## Exercise details
An exact repetition of the records is required. Leave nothing out.

## Input records
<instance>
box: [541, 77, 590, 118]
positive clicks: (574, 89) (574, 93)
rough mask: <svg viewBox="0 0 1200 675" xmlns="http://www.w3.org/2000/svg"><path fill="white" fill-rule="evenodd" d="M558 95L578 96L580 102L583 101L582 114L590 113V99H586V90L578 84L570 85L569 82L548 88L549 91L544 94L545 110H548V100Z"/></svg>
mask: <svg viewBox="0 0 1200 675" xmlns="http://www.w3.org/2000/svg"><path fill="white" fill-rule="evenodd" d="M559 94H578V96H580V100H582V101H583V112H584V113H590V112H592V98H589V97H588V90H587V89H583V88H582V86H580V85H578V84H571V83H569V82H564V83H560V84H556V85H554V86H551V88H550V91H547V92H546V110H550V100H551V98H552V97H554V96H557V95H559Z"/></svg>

## Solution to this problem
<instance>
box: [541, 77, 590, 118]
positive clicks: (574, 89) (574, 93)
rough mask: <svg viewBox="0 0 1200 675" xmlns="http://www.w3.org/2000/svg"><path fill="white" fill-rule="evenodd" d="M558 95L578 96L580 102L583 101L582 114L590 113V99H586V90L578 84L570 85L569 82L548 88L549 91L544 94L545 110H548V100Z"/></svg>
mask: <svg viewBox="0 0 1200 675" xmlns="http://www.w3.org/2000/svg"><path fill="white" fill-rule="evenodd" d="M559 94H578V96H580V100H582V101H583V112H584V113H590V112H592V98H589V97H588V90H587V89H583V88H582V86H580V85H578V84H571V83H569V82H564V83H560V84H556V85H554V86H551V88H550V91H547V92H546V110H550V100H551V98H552V97H554V96H557V95H559Z"/></svg>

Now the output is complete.